>>>>>

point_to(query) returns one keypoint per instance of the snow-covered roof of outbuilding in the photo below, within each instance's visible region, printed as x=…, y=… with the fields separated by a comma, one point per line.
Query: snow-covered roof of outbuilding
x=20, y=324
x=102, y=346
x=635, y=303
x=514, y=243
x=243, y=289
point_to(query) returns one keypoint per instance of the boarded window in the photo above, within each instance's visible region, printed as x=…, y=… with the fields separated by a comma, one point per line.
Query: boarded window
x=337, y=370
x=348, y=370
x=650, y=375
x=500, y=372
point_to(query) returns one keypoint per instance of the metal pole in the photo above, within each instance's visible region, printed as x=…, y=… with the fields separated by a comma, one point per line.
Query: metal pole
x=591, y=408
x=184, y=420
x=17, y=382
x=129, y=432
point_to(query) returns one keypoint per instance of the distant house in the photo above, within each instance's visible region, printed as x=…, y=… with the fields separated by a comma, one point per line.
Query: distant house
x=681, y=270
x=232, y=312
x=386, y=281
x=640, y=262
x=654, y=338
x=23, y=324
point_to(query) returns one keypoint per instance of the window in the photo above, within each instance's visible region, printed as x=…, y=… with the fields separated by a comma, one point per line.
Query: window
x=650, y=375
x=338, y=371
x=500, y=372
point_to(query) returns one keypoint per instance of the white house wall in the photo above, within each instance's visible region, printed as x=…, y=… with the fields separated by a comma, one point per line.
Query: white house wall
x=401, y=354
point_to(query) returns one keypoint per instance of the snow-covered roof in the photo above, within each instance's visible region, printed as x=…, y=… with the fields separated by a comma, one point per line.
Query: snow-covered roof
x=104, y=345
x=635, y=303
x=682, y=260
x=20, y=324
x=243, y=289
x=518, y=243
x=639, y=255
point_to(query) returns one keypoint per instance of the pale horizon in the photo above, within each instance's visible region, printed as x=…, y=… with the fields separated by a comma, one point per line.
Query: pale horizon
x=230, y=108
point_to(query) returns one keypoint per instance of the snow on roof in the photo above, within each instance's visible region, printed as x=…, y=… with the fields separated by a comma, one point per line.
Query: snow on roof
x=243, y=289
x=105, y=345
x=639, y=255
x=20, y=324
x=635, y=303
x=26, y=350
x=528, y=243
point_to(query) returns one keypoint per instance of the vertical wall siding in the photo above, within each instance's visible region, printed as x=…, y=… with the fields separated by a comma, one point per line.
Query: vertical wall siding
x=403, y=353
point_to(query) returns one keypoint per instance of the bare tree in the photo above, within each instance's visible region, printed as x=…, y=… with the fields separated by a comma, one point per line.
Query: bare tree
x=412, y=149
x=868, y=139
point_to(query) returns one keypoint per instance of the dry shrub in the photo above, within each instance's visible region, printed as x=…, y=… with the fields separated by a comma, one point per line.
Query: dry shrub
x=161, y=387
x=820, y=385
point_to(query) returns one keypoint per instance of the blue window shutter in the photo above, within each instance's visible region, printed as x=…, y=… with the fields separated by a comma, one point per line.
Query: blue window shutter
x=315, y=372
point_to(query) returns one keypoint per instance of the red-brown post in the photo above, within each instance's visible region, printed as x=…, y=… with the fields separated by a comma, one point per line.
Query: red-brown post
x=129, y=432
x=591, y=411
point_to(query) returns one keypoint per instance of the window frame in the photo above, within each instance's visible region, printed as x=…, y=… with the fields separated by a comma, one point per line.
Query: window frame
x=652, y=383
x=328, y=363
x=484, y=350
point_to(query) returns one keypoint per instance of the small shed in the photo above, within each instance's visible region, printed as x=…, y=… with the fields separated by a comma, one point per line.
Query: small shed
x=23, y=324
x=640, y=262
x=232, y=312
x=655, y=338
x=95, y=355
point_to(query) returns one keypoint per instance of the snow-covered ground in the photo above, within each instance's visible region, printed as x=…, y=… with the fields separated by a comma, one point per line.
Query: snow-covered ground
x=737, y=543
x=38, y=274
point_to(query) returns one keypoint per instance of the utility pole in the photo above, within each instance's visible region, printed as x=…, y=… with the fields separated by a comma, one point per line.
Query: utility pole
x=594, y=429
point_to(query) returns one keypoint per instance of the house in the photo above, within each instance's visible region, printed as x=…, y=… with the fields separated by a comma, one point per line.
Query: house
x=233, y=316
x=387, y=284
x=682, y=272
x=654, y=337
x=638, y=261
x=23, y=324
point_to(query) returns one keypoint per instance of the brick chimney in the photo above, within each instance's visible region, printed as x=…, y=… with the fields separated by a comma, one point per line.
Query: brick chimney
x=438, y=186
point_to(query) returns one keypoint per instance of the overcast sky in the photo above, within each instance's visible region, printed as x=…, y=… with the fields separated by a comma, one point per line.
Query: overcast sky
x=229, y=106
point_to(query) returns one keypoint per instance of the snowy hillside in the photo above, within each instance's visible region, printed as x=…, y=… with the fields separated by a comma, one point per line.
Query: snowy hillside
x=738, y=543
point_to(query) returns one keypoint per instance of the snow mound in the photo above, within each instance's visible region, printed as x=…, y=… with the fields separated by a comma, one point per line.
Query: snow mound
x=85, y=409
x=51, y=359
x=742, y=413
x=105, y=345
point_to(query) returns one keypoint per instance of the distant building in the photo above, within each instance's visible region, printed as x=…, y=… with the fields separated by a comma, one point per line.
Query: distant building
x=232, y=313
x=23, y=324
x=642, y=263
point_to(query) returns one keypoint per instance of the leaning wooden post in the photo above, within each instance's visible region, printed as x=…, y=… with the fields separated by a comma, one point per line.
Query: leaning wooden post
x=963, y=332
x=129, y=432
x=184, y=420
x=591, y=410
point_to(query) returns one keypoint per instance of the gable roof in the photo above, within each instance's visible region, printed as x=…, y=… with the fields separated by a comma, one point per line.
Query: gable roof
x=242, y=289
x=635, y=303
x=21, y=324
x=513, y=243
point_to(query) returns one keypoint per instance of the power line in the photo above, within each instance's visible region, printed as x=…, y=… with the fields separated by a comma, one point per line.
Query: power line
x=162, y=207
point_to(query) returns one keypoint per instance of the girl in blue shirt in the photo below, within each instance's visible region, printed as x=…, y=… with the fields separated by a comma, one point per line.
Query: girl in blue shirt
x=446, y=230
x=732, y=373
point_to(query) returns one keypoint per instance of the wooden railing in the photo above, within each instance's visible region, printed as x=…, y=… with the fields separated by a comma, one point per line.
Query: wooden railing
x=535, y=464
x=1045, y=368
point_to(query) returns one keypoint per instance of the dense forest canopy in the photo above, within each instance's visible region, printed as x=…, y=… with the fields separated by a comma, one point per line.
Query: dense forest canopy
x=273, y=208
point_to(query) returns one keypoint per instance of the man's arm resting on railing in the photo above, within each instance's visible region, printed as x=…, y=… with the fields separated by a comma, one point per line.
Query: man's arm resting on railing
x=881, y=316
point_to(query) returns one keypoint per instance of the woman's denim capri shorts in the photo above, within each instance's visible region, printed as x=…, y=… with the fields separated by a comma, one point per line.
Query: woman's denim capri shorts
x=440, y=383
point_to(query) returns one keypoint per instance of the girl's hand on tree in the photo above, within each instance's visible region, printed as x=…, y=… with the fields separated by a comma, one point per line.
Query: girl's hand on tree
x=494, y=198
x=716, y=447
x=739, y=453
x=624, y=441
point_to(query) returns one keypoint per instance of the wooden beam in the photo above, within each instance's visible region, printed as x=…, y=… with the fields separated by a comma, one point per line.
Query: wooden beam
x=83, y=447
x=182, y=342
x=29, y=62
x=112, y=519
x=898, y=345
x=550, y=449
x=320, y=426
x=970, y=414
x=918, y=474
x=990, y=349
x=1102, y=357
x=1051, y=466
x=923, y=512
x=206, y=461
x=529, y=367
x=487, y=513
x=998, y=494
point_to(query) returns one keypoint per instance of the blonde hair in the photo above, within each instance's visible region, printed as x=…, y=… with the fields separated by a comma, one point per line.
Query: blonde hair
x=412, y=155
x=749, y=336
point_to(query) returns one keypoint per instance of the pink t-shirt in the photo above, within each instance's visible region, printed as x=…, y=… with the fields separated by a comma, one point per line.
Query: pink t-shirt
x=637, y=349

<<<<<

WHAT IS NEEDED:
Quote verbatim the line containing "point_to(query) returns one keypoint per instance of the blonde" and every line after it through the end of the records above.

WORKED ANSWER:
point_to(query) returns one keypoint per instance of the blonde hair in the photo above, within each instance's visible region, printed as x=…, y=… with the fields separated by a comma, one point per line.
Query: blonde hair
x=412, y=155
x=749, y=336
point_to(query) returns one keypoint per instance of the pink t-shirt in the photo above, within each instance's visible region, printed as x=…, y=… with the fields separated by a comma, one point per line.
Query: pink t-shirt
x=637, y=349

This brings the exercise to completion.